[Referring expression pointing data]
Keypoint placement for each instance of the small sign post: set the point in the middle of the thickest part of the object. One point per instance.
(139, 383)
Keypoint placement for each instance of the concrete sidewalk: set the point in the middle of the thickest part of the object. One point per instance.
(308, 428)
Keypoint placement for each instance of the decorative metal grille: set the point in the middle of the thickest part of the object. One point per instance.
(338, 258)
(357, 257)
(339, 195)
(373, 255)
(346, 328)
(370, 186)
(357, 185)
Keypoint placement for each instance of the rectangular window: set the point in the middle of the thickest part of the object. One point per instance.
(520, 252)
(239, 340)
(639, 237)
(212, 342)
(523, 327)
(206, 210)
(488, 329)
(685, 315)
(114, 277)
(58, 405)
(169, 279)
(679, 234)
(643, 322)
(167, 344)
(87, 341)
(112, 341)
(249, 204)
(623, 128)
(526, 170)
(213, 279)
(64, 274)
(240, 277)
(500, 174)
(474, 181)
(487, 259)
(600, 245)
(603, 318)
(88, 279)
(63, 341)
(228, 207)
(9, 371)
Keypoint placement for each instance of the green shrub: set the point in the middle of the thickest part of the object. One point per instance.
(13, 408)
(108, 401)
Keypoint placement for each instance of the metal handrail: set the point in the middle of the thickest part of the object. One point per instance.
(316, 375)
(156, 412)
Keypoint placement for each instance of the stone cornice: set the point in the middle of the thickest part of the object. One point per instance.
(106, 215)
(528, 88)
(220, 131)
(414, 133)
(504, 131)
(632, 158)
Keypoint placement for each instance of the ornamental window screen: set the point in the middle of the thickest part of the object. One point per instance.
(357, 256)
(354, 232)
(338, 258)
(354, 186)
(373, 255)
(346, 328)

» **REQUIRED ACTION**: Only the lines from the one holding "Keypoint placement for each instance of the metal" through the end of the records should appear in the answer, each repeated exactly.

» **RESULT**:
Keypoint placement for each instance of the metal handrail: set the point in the middle of the thickest part of the object. One point per instance.
(316, 375)
(156, 412)
Keypoint placement for each instance of the stone cornice: set the point in the middle of the thickest part of the object. One point per instance.
(106, 215)
(528, 88)
(220, 131)
(414, 133)
(504, 131)
(632, 158)
Keypoint placement for each instance of the ornamental window screen: set the point in the middle of the thickest part of the object. One point per instance.
(357, 256)
(354, 232)
(338, 258)
(354, 186)
(373, 255)
(346, 328)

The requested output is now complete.